------ Texto do exercício ------

JB: Ela é boa. Inteligente. E acho que ela provavelmente se expôs bastante, mas se expor hoje em dia… Eu costumava dizer às pessoas: "Venham com a gente. A gente é preso, acontece". Mas agora é tão perigoso. Correr risco hoje pode ser simplesmente ficar parado numa esquina com uma camiseta dizendo "Sou imigrante ilegal". Nunca senti esse tipo de medo. Eu não tinha medo quando fui presa naquela época. Já estive em lugares onde deveria ter sentido medo: Vietnã, o Sul dos EUA, Ku Klux Klan.

RS: Por que você não sentia medo naquela época?

JB: Negação e a necessidade de seguir em frente, que eram mais fortes do que a preocupação. Às vezes eu sentia medo, sim, mas coragem é uma coisa curiosa. Não é porque alguém nasce corajoso — é porque você está disposto a fazer as coisas mesmo com medo. Para você ter uma ideia de como posso ficar sombria hoje em dia, minha piada mais escura é: "A boa notícia sobre a crise climática é que, se ela nos atingir primeiro, o Trump não vai ter tempo de construir seus campos da morte". Aí você ri… exceto que ele vai. Ele está se movendo tão rápido que minha piada nem é mais engraçada.

RS: Uma das preocupações agora é que qualquer protesto possa levar Trump a enviar os militares e declarar lei marcial.

JB: Ele está louco por uma oportunidade dessas. Nada facilitaria mais as coisas para eles, porque a gente não tem como competir. Qualquer um que ache seriamente que pode provocar mudança social com violência é muito ingênuo. Não — você é esmagado.

------ Registros de dados ------

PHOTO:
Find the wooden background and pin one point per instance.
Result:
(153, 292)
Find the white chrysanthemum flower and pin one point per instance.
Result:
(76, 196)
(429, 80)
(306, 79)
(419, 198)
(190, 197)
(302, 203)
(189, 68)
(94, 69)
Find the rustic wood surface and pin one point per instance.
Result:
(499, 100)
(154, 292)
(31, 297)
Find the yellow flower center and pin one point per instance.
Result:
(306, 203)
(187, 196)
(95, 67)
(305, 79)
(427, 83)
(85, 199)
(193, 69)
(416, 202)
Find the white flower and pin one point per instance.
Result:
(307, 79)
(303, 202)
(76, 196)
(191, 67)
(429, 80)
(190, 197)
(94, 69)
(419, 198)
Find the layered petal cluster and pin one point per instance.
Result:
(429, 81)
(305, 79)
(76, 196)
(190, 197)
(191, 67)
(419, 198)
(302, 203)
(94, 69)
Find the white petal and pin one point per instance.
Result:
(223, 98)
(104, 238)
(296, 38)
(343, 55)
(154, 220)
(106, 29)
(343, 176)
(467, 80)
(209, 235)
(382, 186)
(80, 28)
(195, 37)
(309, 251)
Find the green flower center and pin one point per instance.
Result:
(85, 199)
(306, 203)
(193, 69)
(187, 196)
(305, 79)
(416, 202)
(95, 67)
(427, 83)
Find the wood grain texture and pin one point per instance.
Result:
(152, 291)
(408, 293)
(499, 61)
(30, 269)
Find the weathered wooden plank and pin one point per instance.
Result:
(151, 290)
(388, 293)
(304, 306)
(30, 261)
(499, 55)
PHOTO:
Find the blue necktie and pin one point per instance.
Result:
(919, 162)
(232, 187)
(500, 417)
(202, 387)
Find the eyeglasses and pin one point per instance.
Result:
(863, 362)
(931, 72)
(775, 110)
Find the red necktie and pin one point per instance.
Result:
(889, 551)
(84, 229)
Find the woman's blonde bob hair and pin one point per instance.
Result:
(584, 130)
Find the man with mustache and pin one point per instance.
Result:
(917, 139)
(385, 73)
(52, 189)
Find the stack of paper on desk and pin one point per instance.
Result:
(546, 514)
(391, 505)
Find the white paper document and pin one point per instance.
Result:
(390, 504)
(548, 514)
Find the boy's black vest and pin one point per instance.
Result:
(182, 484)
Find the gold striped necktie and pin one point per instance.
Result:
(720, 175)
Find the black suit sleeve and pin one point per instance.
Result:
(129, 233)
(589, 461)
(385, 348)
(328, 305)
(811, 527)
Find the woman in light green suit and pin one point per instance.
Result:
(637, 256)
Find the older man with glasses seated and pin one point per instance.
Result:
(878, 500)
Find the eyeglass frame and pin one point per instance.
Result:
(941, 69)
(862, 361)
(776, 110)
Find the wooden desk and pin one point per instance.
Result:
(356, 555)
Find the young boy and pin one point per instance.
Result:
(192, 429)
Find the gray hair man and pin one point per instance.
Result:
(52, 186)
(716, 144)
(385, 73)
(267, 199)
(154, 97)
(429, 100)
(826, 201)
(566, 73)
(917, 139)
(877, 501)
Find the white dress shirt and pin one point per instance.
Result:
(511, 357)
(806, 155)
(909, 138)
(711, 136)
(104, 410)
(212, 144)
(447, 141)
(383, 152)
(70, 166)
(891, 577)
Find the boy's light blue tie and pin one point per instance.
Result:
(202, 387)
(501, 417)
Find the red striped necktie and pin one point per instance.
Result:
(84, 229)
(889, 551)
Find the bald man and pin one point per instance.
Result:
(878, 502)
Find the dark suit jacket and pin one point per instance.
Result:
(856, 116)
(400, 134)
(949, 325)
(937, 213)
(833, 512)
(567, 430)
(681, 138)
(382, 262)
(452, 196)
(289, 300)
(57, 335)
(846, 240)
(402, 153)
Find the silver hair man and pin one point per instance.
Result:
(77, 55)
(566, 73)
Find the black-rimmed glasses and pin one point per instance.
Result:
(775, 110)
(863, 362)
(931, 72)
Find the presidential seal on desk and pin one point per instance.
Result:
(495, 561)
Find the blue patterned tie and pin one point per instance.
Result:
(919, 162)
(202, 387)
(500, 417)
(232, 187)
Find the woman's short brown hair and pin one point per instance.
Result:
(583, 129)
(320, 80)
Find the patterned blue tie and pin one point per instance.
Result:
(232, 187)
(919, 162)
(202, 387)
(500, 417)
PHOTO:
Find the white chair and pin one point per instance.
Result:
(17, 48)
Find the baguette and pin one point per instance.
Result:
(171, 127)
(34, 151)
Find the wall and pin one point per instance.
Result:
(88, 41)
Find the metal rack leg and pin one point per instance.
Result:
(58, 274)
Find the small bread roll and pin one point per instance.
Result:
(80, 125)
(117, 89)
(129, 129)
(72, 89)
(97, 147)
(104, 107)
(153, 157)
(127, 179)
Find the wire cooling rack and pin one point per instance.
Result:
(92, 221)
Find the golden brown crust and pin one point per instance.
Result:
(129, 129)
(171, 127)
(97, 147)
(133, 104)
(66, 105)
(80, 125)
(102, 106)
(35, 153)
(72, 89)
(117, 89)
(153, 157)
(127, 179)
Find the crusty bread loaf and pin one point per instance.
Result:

------

§ **Conjunto de tarefas**
**A.** Copie tudo o que vai de "RS: Por que" até "declarar lei marcial." na entrevista, substituindo "piada" por "brincadeira".
**B.** Quais lugares a entrevistada cita na entrevista como aqueles onde deveria ter sentido medo?
**C.** Responda, com base na entrevista:
(i) O que a entrevistada costumava dizer às pessoas?
(ii) Segundo ela, o que era mais forte do que a preocupação?
(iii) Como ela qualifica quem acha seriamente que pode provocar mudança social com violência?

§ **Respostas**
**A.**
RS: Por que você não sentia medo naquela época?

JB: Negação e a necessidade de seguir em frente, que eram mais fortes do que a preocupação. Às vezes eu sentia medo, sim, mas coragem é uma coisa curiosa. Não é porque alguém nasce corajoso — é porque você está disposto a fazer as coisas mesmo com medo. Para você ter uma ideia de como posso ficar sombria hoje em dia, minha brincadeira mais escura é: "A boa notícia sobre a crise climática é que, se ela nos atingir primeiro, o Trump não vai ter tempo de construir seus campos da morte". Aí você ri… exceto que ele vai. Ele está se movendo tão rápido que minha brincadeira nem é mais engraçada.

RS: Uma das preocupações agora é que qualquer protesto possa levar Trump a enviar os militares e declarar lei marcial.

**B.** Vietnã, o Sul dos EUA, Ku Klux Klan

**C.**
(i) "Venham com a gente. A gente é preso, acontece".
(ii) A negação e a necessidade de seguir em frente.
(iii) Como muito ingênuo.